Lay out the lines as a numbered list, starting with the first line of the items and going through the line that contains "[[[58,9],[60,0],[44,0],[43,4],[51,6],[51,9]]]", with blank lines and pictures left out.

Stored entries
★ ★ ★

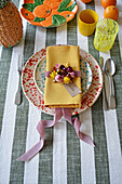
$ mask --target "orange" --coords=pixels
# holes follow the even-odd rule
[[[92,2],[93,0],[81,0],[81,1],[84,3],[89,3],[89,2]]]
[[[31,12],[29,12],[28,10],[24,9],[24,8],[21,9],[21,13],[28,21],[33,21],[35,19],[35,15]]]
[[[116,5],[117,0],[101,0],[101,5],[106,9],[108,5]]]
[[[58,9],[60,0],[44,0],[43,4],[51,6],[51,9]]]
[[[104,11],[104,17],[117,21],[119,17],[119,10],[116,5],[109,5]]]

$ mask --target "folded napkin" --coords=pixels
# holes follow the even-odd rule
[[[80,70],[80,55],[78,45],[56,45],[46,48],[46,71],[52,71],[55,64],[59,63],[69,66],[73,70]],[[73,82],[81,90],[81,79],[76,77]],[[81,93],[71,96],[63,83],[54,82],[53,79],[45,79],[44,105],[46,107],[81,107]]]

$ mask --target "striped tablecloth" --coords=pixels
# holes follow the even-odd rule
[[[18,10],[23,1],[13,0]],[[100,0],[89,4],[77,0],[79,12],[95,10],[103,18]],[[118,0],[120,30],[112,49],[101,53],[94,49],[94,36],[79,34],[78,14],[68,24],[57,28],[29,25],[23,19],[24,36],[14,48],[0,48],[0,184],[122,184],[122,0]],[[53,119],[36,108],[23,95],[19,106],[14,104],[17,90],[17,55],[26,63],[37,51],[52,44],[74,44],[91,53],[96,61],[103,56],[116,62],[114,75],[117,109],[103,110],[103,96],[87,110],[78,115],[83,131],[96,147],[83,143],[73,127],[62,119],[45,131],[44,148],[30,161],[16,158],[39,140],[37,124],[40,119]]]

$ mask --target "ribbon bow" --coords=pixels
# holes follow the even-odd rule
[[[22,155],[19,158],[17,158],[18,161],[28,161],[31,159],[39,150],[42,149],[44,145],[44,136],[45,136],[45,130],[44,128],[53,127],[56,124],[56,122],[62,118],[62,116],[65,117],[67,121],[69,121],[76,129],[77,135],[80,140],[84,141],[85,143],[92,145],[95,147],[94,143],[90,139],[89,135],[80,132],[81,122],[78,118],[71,118],[71,110],[70,108],[55,108],[55,119],[54,120],[40,120],[37,130],[41,136],[41,141],[39,141],[32,148],[30,148],[27,153]]]

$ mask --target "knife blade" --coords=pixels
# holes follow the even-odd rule
[[[107,102],[107,95],[106,95],[106,88],[105,88],[105,73],[104,73],[104,58],[99,57],[99,65],[103,71],[103,108],[104,110],[108,110],[108,102]]]

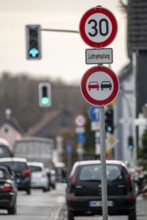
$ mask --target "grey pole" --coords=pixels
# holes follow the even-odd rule
[[[104,106],[99,107],[99,113],[100,113],[102,211],[103,211],[103,220],[108,220]]]

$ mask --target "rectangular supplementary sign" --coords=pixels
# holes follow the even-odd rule
[[[86,49],[86,64],[110,64],[113,63],[112,48]]]

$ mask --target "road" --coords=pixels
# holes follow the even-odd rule
[[[44,193],[32,190],[31,195],[18,192],[17,214],[7,215],[6,210],[0,210],[2,220],[56,220],[65,203],[64,184],[57,184],[57,190]]]
[[[0,210],[2,220],[67,220],[65,206],[65,184],[57,184],[56,190],[42,192],[33,190],[31,195],[18,192],[17,214],[7,215]],[[147,199],[137,199],[137,220],[147,219]],[[76,217],[75,220],[103,220],[102,216]],[[118,216],[109,216],[108,220],[118,220]],[[119,216],[119,220],[127,220],[127,216]]]

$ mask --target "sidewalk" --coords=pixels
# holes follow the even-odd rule
[[[147,196],[140,195],[137,197],[137,215],[147,216]]]

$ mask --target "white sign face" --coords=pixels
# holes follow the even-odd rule
[[[99,34],[98,34],[99,31]],[[89,16],[85,23],[85,33],[91,41],[101,43],[110,37],[111,20],[104,14],[95,13]]]
[[[105,47],[112,42],[117,32],[114,15],[102,7],[87,11],[80,22],[80,34],[92,47]]]
[[[110,103],[118,92],[118,78],[111,69],[96,66],[89,69],[81,81],[84,98],[93,105]]]
[[[86,49],[86,64],[109,64],[113,63],[112,48]]]
[[[86,123],[86,118],[84,115],[76,115],[74,122],[77,127],[83,127]]]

★ ★ ★

FINISHED EXERCISE —
1. $ mask --target "orange" --coords=pixels
2. # holes follow the even-odd rule
3. [[[92,2],[93,0],[81,0],[81,1],[84,3],[89,3],[89,2]]]
4. [[[31,12],[29,12],[28,10],[24,9],[24,8],[21,9],[21,13],[28,21],[33,21],[35,19],[35,15]]]
5. [[[116,5],[117,0],[101,0],[101,5],[106,9],[108,5]]]
6. [[[58,9],[60,0],[44,0],[43,4],[51,6],[51,9]]]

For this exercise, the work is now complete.